= Teks Hasil Ekstraksi =
··········

Connect with us

Tangerang Selatan

PWI dan IJTI Tangsel Tolak RUU Penyiaran

Rancangan Undang-Undang (RUU) tentang Penyiaran yang sedang dibahas Pemerintah pusat bersama DPR RI saat ini ramai dipertentangkan dan mendapat penolakan elemen masyarakat. 

Di Kota Tangsel, sejumlah jurnalis yang tergabung dalam Persatuan Wartawan Indonesia (PWI) Tangsel dan Ikatan Jurnalis Televisi Indonesia (IJTI) Tangsel, pada Selasa (4/6/2024) menyampaikan aspirasi mereka di gedung wakil rakyat.  

Ketua PWI Kota Tangsel Ahmad Eko Nursanto mengatakan, pihaknya menolak keras disahkannya RUU Penyiaran menjadi Undang-Undang, karena banyak pasal yang mengekang kebebasan pers.  

Pihaknya mendesak DPRD Kota Tangsel menyuarakan penolakan tersebut.  

Advertisement

“Kami mendesak DPRD Tangsel untuk mendukung gerakan ini dan menyampaikan aspirasi kami ke pemerintah dan DPR RI agar menolak RUU Penyiaran disahkan, karena bertentangan dengan UU Pers No. 40 tahun 1999 tentang Pers,” tegas Eko.  

Eko mengatakan, didalan RUU Penyiaran terdapat sejumlah pasal yang mengancam kebebasan pers diantaranya Pasal 50B ayat 2 Huruf C menyatakan melarang penayangan ekslusif jurnalisme investigasi.

··········

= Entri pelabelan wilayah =
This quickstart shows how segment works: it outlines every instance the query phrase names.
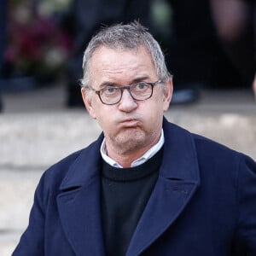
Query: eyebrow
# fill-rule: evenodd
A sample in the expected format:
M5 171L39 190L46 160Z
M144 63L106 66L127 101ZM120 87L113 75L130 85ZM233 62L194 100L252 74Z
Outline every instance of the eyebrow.
M143 77L137 77L136 79L134 79L131 83L130 84L136 84L136 83L140 83L142 81L144 81L146 79L148 79L149 77L148 76L143 76ZM105 81L105 82L102 82L100 86L99 86L99 90L104 88L104 87L107 87L107 86L118 86L119 84L116 84L114 82L110 82L110 81ZM127 84L124 84L124 85L127 85Z

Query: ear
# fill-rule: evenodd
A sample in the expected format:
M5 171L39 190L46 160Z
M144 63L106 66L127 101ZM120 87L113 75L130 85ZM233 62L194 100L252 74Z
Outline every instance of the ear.
M81 94L82 94L82 98L83 98L84 104L87 111L89 112L90 115L93 119L96 119L96 113L95 113L95 111L94 111L94 108L91 104L91 97L90 97L89 93L90 92L85 88L81 89Z
M164 91L164 111L167 111L169 108L169 105L172 100L173 92L173 84L172 84L172 79L170 78L169 80L166 82L165 91Z

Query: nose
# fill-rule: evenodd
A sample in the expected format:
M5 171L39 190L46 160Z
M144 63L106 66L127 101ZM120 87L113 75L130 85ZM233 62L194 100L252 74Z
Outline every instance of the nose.
M119 104L119 109L124 112L131 112L137 108L137 102L132 98L127 89L123 90L121 101Z

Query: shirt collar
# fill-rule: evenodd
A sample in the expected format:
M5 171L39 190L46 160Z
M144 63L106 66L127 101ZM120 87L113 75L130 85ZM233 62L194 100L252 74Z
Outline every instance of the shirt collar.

··········

= Tujuan Tugas =
Tolong sebutkan semua singkatan yang kepanjangannya dituliskan dalam teks tentang penolakan RUU Penyiaran, beserta kepanjangan masing-masing.

= Hasil Latihan =
- RUU: Rancangan Undang-Undang
- PWI: Persatuan Wartawan Indonesia
- IJTI: Ikatan Jurnalis Televisi Indonesia